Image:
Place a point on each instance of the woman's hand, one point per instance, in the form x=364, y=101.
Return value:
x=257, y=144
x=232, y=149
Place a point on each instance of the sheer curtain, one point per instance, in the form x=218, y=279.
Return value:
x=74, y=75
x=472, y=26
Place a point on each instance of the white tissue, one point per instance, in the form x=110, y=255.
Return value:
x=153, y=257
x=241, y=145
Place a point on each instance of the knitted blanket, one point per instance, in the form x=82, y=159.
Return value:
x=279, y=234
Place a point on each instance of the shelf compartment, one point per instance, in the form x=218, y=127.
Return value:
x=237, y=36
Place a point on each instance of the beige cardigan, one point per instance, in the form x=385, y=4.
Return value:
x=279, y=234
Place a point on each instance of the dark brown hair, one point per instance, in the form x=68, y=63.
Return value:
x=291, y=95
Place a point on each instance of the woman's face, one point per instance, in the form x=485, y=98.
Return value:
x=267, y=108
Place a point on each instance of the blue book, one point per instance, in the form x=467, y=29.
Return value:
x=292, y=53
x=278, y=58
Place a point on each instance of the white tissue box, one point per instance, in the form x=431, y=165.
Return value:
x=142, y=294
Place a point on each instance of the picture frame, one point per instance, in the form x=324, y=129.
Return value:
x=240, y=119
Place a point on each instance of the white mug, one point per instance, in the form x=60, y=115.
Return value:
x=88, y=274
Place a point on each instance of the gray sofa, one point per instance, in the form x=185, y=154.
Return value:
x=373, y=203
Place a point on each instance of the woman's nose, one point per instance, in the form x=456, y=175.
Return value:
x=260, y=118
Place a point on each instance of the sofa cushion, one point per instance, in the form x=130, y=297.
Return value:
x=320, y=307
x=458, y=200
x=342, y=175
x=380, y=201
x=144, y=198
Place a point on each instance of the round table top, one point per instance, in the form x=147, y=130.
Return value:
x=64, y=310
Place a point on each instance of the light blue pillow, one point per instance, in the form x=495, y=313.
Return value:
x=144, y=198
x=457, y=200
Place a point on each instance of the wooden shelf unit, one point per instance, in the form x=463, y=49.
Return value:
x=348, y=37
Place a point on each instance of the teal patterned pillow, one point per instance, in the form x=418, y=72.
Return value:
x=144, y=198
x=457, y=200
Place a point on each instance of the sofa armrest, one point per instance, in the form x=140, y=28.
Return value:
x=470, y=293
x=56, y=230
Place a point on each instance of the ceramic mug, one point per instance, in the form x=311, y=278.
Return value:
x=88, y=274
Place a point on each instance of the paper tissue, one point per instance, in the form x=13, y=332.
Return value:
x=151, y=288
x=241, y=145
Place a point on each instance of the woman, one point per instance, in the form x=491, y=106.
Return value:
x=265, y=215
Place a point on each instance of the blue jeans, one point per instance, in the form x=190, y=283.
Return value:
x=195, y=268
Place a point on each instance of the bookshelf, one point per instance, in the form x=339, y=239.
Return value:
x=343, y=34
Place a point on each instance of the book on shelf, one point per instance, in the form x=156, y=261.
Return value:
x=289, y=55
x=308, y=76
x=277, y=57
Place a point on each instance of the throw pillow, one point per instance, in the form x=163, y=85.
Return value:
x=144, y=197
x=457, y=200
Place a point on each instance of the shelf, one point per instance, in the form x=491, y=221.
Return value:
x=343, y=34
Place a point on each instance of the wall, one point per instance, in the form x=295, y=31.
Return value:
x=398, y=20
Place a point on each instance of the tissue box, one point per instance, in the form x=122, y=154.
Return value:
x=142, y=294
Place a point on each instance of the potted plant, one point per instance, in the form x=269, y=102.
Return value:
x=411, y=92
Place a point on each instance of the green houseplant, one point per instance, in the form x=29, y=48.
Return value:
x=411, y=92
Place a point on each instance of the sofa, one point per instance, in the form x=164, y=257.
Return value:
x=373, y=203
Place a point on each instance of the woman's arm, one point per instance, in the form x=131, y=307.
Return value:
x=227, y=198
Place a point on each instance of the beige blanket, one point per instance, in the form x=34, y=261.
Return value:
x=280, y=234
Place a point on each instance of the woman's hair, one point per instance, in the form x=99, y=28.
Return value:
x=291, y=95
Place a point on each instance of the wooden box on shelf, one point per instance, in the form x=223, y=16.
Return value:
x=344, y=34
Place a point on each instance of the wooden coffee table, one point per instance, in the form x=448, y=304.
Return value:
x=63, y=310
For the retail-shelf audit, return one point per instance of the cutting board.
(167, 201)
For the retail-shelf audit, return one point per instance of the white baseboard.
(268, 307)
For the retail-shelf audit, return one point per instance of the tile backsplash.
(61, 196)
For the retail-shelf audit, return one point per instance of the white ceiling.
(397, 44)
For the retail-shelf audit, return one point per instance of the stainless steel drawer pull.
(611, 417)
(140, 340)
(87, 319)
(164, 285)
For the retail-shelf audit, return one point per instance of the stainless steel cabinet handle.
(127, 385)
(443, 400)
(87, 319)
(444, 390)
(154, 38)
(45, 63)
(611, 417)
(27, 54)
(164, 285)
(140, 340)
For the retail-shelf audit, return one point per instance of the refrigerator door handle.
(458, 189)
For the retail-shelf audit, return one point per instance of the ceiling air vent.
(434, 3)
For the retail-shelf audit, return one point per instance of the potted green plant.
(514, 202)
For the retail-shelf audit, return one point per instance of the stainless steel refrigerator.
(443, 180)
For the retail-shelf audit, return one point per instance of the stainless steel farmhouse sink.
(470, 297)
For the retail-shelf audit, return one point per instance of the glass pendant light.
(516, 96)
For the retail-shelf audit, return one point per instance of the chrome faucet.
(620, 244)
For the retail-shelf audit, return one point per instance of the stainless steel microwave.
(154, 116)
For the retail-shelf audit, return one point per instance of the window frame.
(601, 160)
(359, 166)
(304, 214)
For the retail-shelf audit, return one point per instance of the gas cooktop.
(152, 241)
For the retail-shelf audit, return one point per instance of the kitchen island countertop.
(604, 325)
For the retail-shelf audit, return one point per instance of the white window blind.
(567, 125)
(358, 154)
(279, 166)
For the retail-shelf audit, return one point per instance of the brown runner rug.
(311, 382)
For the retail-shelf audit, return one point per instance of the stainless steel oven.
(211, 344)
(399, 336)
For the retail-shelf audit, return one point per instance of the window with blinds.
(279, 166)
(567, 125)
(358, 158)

§ **Exercise requirements**
After locating the line holding "Place a point on each instance of the white mug, one" above, output exactly that line and every line after it through the line holding "Place a point on each instance of the ceramic". Include nothing else.

§ **Exercise answer**
Place a point on each instance of the white mug, one point per instance, in the form x=60, y=115.
Return value:
x=88, y=274
Place a point on each instance of the gray sofa, one point per instance, in the form x=185, y=154.
Return value:
x=373, y=203
Place a point on each instance of the woman's nose, one point per instance, in the form x=456, y=175.
Return value:
x=260, y=118
Place a point on each instance of the sofa cushion, one point per instance, in the form x=130, y=297.
Return value:
x=320, y=307
x=458, y=200
x=342, y=175
x=380, y=201
x=144, y=198
Place a point on each instance of the round table top, one point per instance, in the form x=147, y=130.
Return value:
x=64, y=310
Place a point on each instance of the light blue pillow, one point per instance, in the form x=495, y=313.
Return value:
x=144, y=198
x=457, y=200
Place a point on each instance of the wooden shelf unit, one point per instance, in the form x=463, y=49.
Return value:
x=348, y=37
Place a point on each instance of the teal patterned pillow, one point per instance, in the form x=418, y=72.
Return value:
x=144, y=198
x=457, y=200
Place a point on each instance of the sofa armrest, one point per instance, in the form x=140, y=28.
Return value:
x=470, y=293
x=56, y=230
Place a point on each instance of the ceramic mug, one point per instance, in the form x=311, y=278.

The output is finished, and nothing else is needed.